■ **Supplied records**
########################################
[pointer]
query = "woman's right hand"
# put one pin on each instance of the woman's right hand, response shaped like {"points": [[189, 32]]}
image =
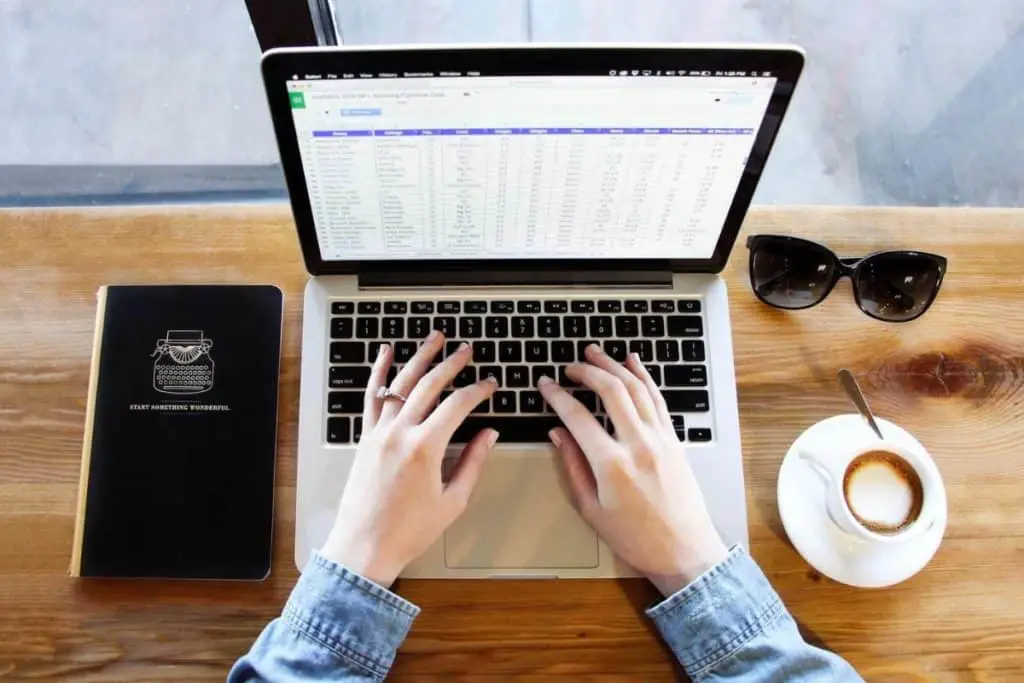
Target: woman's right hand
{"points": [[636, 488]]}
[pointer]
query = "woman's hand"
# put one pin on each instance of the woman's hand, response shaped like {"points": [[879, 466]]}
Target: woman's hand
{"points": [[394, 505], [636, 488]]}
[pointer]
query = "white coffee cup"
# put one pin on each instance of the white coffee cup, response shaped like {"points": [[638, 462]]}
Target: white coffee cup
{"points": [[883, 499]]}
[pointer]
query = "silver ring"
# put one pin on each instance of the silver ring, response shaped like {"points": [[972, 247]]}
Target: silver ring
{"points": [[385, 392]]}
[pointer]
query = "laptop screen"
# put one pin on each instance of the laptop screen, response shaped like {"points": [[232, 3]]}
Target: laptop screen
{"points": [[461, 165]]}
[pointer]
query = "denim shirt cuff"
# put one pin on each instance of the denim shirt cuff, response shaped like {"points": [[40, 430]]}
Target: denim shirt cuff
{"points": [[717, 613], [351, 616]]}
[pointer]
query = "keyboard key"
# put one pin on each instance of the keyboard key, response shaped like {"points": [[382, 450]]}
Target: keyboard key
{"points": [[470, 327], [502, 307], [655, 374], [367, 328], [348, 377], [492, 371], [679, 425], [522, 327], [627, 326], [537, 351], [393, 328], [664, 306], [583, 306], [644, 348], [548, 327], [686, 400], [449, 306], [342, 307], [600, 326], [530, 401], [497, 327], [484, 352], [528, 306], [419, 328], [576, 326], [338, 430], [685, 326], [403, 351], [445, 325], [587, 397], [517, 376], [341, 328], [693, 351], [348, 352], [615, 348], [685, 376], [344, 401], [543, 371], [667, 350], [513, 429], [423, 306], [465, 377], [562, 351], [504, 401], [510, 351], [370, 307], [652, 326], [698, 434]]}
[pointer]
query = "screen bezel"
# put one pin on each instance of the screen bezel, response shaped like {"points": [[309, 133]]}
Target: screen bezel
{"points": [[784, 62]]}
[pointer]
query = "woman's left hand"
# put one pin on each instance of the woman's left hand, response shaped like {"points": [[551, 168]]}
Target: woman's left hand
{"points": [[394, 505]]}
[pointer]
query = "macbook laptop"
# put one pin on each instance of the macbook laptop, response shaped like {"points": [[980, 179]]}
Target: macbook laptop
{"points": [[529, 200]]}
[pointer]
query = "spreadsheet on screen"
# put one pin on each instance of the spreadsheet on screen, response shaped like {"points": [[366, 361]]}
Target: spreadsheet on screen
{"points": [[523, 167]]}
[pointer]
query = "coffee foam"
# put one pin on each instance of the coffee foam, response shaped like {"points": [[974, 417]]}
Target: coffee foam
{"points": [[883, 492]]}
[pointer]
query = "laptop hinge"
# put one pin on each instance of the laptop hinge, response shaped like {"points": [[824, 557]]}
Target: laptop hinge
{"points": [[645, 279]]}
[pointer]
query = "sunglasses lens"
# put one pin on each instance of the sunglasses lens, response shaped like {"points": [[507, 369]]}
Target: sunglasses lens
{"points": [[897, 287], [791, 274]]}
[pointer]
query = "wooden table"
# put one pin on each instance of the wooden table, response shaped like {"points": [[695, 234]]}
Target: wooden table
{"points": [[954, 378]]}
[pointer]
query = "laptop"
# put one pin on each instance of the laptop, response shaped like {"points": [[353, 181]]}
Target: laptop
{"points": [[529, 200]]}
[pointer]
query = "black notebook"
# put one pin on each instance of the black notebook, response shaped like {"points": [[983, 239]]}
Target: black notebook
{"points": [[180, 434]]}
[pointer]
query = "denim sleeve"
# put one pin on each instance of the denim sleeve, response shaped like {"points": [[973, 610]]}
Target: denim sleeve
{"points": [[337, 626], [729, 625]]}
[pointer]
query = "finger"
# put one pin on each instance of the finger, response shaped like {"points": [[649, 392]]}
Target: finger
{"points": [[378, 376], [638, 392], [635, 366], [414, 371], [453, 411], [617, 401], [580, 421], [463, 479], [428, 390], [582, 483]]}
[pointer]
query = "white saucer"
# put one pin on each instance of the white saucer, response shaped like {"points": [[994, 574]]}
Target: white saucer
{"points": [[832, 551]]}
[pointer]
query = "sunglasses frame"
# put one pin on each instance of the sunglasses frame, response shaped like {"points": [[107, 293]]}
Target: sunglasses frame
{"points": [[842, 267]]}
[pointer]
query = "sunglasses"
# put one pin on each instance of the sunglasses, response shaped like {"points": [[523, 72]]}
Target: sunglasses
{"points": [[891, 286]]}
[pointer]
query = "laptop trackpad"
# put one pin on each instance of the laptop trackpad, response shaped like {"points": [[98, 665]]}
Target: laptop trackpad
{"points": [[520, 517]]}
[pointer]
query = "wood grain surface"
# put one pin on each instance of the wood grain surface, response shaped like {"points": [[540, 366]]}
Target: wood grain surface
{"points": [[954, 378]]}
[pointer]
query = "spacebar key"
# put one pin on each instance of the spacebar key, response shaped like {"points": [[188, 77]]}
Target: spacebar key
{"points": [[512, 429]]}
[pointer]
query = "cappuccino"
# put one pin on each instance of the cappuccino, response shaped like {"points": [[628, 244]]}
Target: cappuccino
{"points": [[883, 492]]}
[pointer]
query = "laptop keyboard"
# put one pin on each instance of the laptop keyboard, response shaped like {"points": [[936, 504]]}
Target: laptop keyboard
{"points": [[517, 342]]}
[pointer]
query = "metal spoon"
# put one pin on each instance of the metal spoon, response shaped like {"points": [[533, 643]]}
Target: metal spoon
{"points": [[849, 384]]}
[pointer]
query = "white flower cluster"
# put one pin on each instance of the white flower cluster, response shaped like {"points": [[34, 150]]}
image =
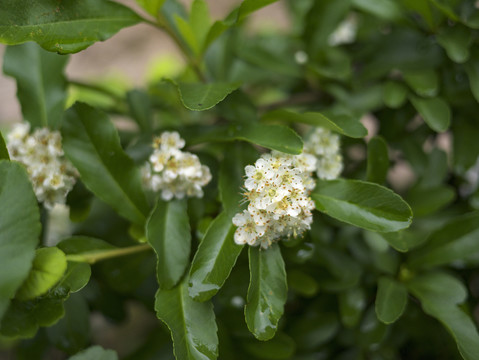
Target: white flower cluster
########################################
■ **Exercise instructions**
Skip the pictures and transcribe the rest of the records exactly.

■ **Response for this exercise**
[pointer]
query = "woman's right hand"
# put one pin on each instance of the woman's right hand, response shaped like {"points": [[189, 32]]}
image =
Target: woman's right hand
{"points": [[636, 488]]}
[pointer]
query = "woman's hand"
# put one pin on each instance of the woman's hand, response shaped like {"points": [[879, 466]]}
Target: woman's hand
{"points": [[394, 505], [636, 488]]}
[pointer]
query = "white coffee cup"
# put one pin on each instance of the white coffee cup, response shaped like {"points": [[638, 462]]}
Target: white coffee cup
{"points": [[883, 499]]}
[pointer]
query = "silver ring"
# put one pin on each instance of the silver ring, response shaped like {"points": [[972, 247]]}
Target: silver ring
{"points": [[385, 392]]}
[pointer]
query = "laptop screen"
# put one pin on each instance of the laptop screen, response shaped like {"points": [[232, 3]]}
Target: laptop screen
{"points": [[461, 165]]}
[pointer]
query = "denim shirt cuff"
# put one pin on each instance of the denim shirt cuff, response shaped like {"points": [[40, 430]]}
Target: denim shirt cuff
{"points": [[717, 613], [351, 616]]}
[pointer]
query = "keyboard key"
# put one pin on each instance of the keyboard key, response shaped like {"points": [[382, 450]]}
Target: keyboard key
{"points": [[470, 327], [502, 307], [655, 374], [367, 328], [348, 377], [492, 371], [679, 425], [522, 327], [627, 326], [537, 351], [393, 328], [664, 306], [583, 306], [644, 348], [548, 327], [686, 400], [449, 306], [342, 307], [600, 326], [530, 401], [497, 327], [484, 352], [528, 306], [419, 328], [576, 326], [338, 430], [685, 326], [403, 351], [445, 325], [587, 397], [517, 376], [341, 328], [693, 351], [348, 352], [615, 348], [685, 376], [344, 401], [543, 371], [667, 350], [513, 429], [423, 306], [465, 377], [562, 351], [504, 401], [510, 351], [370, 307], [652, 326], [698, 434]]}
[pointer]
query = "screen bezel"
# put one pin on each instance of the screen bezel, response shaped like {"points": [[309, 133]]}
Target: screen bezel
{"points": [[784, 62]]}
[pointer]
query = "woman's left hand"
# put one pin on each instance of the woman's left hand, response shaped like {"points": [[551, 168]]}
Target: woman's left hand
{"points": [[394, 505]]}
[pointer]
query = "macbook laptop"
# put one pin on each instance of the macbook laptop, response shaped like {"points": [[980, 179]]}
Target: macbook laptop
{"points": [[529, 200]]}
[pointer]
query = "spreadsheet on screen"
# put one pin on each instance of the spreadsheet on screen, response shaped like {"points": [[366, 361]]}
Target: spreadsheet on screen
{"points": [[523, 167]]}
[pointer]
query = "coffee foam"
# put one pin on each instance of the coffee foam, response shaped like {"points": [[974, 417]]}
Target: coffee foam
{"points": [[883, 492]]}
[pointer]
query = "laptop hinge"
# put one pin on each instance of the laptop hinge, response shaped like {"points": [[824, 557]]}
Target: laptop hinge
{"points": [[645, 279]]}
[pointer]
query = "sunglasses lens"
# put one pin on each instance of the sunglasses lens, response shaped like {"points": [[507, 369]]}
Target: sunglasses lens
{"points": [[897, 287], [791, 274]]}
[pointer]
query = "wooden table"
# put one pin on each instance of the wooden table, response shaped like {"points": [[695, 234]]}
Target: wooden table
{"points": [[954, 378]]}
[pointer]
query = "laptop"
# put one pin on each instance of the laptop, response shaped like {"points": [[353, 181]]}
Target: laptop
{"points": [[529, 200]]}
[pointer]
query = "black notebook"
# put one pin on each instance of the black notebook, response shaped like {"points": [[983, 239]]}
Target: black notebook
{"points": [[180, 434]]}
[pointer]
query = "denim sleeve"
# put one pin on each instance of the denim sleeve, response shaped like {"points": [[973, 610]]}
Target: denim sleeve
{"points": [[337, 626], [729, 625]]}
[pointer]
query = "finger"
# put one pin on each instance of the finger, response shaped like {"points": [[649, 392]]}
Target: finger
{"points": [[378, 376], [638, 392], [635, 366], [414, 371], [453, 411], [617, 401], [580, 421], [463, 479], [428, 390], [582, 483]]}
[pointer]
query = "white saucer"
# put one pin on each instance of the white saucer, response shaped like {"points": [[994, 574]]}
Target: white saucer
{"points": [[832, 551]]}
[pointer]
query = "sunglasses frame"
# put one pin on each instance of the sunglasses frame, response shaped like {"points": [[107, 293]]}
Target: sunglasses frame
{"points": [[842, 267]]}
[pointer]
query = "sunglasses"
# put one pin on each instance of the sunglasses, response shaped like {"points": [[523, 72]]}
Target: sunglasses
{"points": [[891, 286]]}
[pointer]
query = "laptop trackpad"
# put one pin on each instance of the laptop trackpad, response shaped like {"points": [[98, 665]]}
Target: laptop trackpad
{"points": [[520, 517]]}
[pointer]
query = "wood grain surface"
# put one pin on each instance of the wood grain surface, response shaped like {"points": [[540, 366]]}
Target: wood grain surface
{"points": [[954, 378]]}
[pointer]
query = "spacebar key"
# put one pin on each instance of the spacebar key, response shaped like {"points": [[188, 77]]}
Target: spacebar key
{"points": [[512, 429]]}
[pointer]
query = "cappuccino"
# put one pin on each instance of the cappuccino, response shaped like {"points": [[628, 244]]}
Target: cappuccino
{"points": [[883, 492]]}
[pointer]
query = "laptop keyboard"
# put one pin on each instance of the laptop keyboard, response shaped like {"points": [[936, 504]]}
Target: laptop keyboard
{"points": [[517, 342]]}
[pointer]
query = "metal spoon"
# put one pin on each instance of the metal spoon, response shaped like {"points": [[533, 643]]}
Target: metal spoon
{"points": [[849, 384]]}
[pointer]
query = "white flower cluster"
# put one pin on each instance of the white flower cluster, response shaped like {"points": [[34, 150]]}
image =
Target: white flower cluster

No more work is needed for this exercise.